Scale the rows below, starting at the line that contains "Annotation task — pin every instance of the bollard" and ending at the last row, and give only those lines again with each request included. Multiply every point coordinate by 1.5 and round to whole numbers, with halves rounding up.

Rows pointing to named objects
───
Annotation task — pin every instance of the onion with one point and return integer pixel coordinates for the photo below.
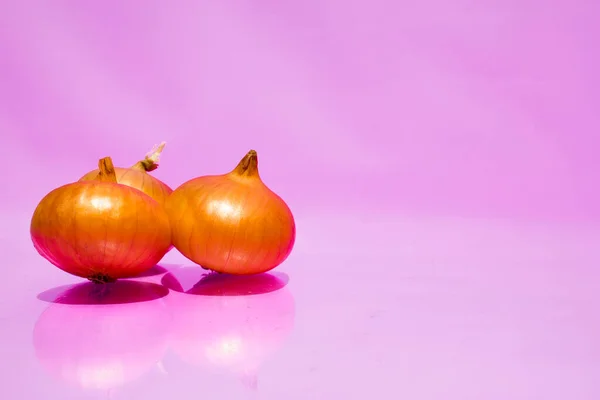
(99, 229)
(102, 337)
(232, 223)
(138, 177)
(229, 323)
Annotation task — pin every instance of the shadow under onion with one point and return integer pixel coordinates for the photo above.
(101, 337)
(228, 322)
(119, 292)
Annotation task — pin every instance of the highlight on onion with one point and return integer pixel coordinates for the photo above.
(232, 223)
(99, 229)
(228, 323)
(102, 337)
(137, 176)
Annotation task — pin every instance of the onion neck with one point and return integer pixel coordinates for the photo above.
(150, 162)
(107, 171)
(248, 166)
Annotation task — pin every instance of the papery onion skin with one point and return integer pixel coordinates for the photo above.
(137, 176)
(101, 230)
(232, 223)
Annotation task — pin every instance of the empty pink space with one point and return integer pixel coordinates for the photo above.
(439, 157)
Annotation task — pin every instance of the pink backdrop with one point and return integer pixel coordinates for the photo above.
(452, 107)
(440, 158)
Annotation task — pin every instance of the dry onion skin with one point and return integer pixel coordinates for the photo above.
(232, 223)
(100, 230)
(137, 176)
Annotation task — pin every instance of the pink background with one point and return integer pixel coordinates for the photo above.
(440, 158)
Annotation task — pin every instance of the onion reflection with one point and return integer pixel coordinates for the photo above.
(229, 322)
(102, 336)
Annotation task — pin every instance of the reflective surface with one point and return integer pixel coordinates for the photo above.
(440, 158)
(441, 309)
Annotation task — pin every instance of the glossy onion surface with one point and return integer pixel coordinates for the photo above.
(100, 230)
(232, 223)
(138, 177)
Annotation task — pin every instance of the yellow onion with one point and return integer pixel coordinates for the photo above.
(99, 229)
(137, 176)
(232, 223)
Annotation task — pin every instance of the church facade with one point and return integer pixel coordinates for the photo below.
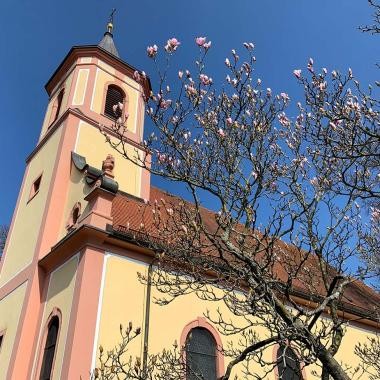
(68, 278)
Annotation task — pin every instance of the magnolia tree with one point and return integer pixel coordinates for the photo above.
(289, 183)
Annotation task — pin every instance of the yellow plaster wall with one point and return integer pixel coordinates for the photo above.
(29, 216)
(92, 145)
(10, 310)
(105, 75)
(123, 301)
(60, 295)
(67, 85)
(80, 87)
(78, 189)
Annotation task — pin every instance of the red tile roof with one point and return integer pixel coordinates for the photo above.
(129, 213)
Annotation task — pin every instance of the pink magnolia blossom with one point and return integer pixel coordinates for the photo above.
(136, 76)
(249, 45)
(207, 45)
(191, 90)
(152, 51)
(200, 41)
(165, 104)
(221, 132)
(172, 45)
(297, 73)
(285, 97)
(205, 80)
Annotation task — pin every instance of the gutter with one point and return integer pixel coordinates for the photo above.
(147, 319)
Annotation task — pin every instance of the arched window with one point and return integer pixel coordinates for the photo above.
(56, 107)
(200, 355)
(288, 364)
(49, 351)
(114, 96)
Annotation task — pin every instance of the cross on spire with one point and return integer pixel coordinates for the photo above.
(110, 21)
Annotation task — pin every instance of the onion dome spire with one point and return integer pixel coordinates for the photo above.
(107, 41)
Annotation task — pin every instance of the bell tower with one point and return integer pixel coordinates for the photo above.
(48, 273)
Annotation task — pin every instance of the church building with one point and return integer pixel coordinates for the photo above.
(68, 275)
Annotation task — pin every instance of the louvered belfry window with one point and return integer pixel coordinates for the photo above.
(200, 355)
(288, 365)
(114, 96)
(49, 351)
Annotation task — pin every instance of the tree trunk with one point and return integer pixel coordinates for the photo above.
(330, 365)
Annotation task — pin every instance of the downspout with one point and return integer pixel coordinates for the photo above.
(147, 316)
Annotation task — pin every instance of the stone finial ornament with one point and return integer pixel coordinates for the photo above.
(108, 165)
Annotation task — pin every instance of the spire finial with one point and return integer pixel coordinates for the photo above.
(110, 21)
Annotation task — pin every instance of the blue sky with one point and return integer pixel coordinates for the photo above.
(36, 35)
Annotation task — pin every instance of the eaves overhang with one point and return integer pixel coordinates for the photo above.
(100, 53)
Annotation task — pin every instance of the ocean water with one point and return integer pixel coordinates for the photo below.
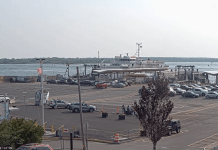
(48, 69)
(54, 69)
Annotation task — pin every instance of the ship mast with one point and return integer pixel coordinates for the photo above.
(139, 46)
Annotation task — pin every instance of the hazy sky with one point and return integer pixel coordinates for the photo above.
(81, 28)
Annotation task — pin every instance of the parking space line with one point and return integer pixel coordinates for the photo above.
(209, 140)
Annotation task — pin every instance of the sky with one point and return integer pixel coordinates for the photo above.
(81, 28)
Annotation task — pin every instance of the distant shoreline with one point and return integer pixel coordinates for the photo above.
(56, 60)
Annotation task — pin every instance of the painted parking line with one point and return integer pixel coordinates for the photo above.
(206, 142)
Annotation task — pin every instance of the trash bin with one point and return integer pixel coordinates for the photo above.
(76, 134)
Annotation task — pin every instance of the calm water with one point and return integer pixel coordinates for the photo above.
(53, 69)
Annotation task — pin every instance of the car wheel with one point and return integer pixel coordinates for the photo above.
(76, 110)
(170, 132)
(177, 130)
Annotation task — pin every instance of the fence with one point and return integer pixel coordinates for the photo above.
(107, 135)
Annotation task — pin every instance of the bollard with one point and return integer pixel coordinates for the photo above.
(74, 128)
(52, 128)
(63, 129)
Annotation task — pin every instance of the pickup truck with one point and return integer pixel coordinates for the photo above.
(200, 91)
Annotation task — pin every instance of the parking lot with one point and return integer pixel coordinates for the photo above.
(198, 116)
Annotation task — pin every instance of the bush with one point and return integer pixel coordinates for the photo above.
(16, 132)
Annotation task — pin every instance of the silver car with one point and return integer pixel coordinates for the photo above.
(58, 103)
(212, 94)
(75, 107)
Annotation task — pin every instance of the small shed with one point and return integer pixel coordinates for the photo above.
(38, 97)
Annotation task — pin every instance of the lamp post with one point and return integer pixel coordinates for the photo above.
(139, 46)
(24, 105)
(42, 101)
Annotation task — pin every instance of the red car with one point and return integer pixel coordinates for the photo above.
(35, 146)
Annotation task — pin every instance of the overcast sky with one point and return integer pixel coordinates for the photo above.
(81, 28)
───
--- Solution to this task ---
Annotation task — pin every instance of the bollard with one point and return integer pixel coordinates for the photo above.
(111, 192)
(78, 192)
(95, 194)
Annotation task — pin every instance of the pickup truck with one point and return integer pixel coordinates for the photo above.
(300, 137)
Annotation task — pin every instance of the parking lot with one point and return integer pixel coordinates for the photo above.
(297, 174)
Annotation task — pin every instance of the bush with one point and return integer pixel coordinates for the photo above.
(24, 198)
Annotation task — pin every instance of the silver car with one point and return integer pixel coordinates for the photo above.
(87, 155)
(318, 141)
(113, 161)
Annotation task — pin every instance of the small shed with one point and return integer pixel coordinates for the photo above.
(57, 146)
Annotation task — pin every instance of the lamp post with one point and return integer pixel coordinates for the photo above.
(209, 69)
(36, 158)
(63, 152)
Annotation task — pin every instance of the red car with one point and return integer pixel coordinates for the photo above.
(53, 219)
Annotation task — pin every instance of the overcast sky with one point and return integer pixel coordinates for the photo above.
(122, 42)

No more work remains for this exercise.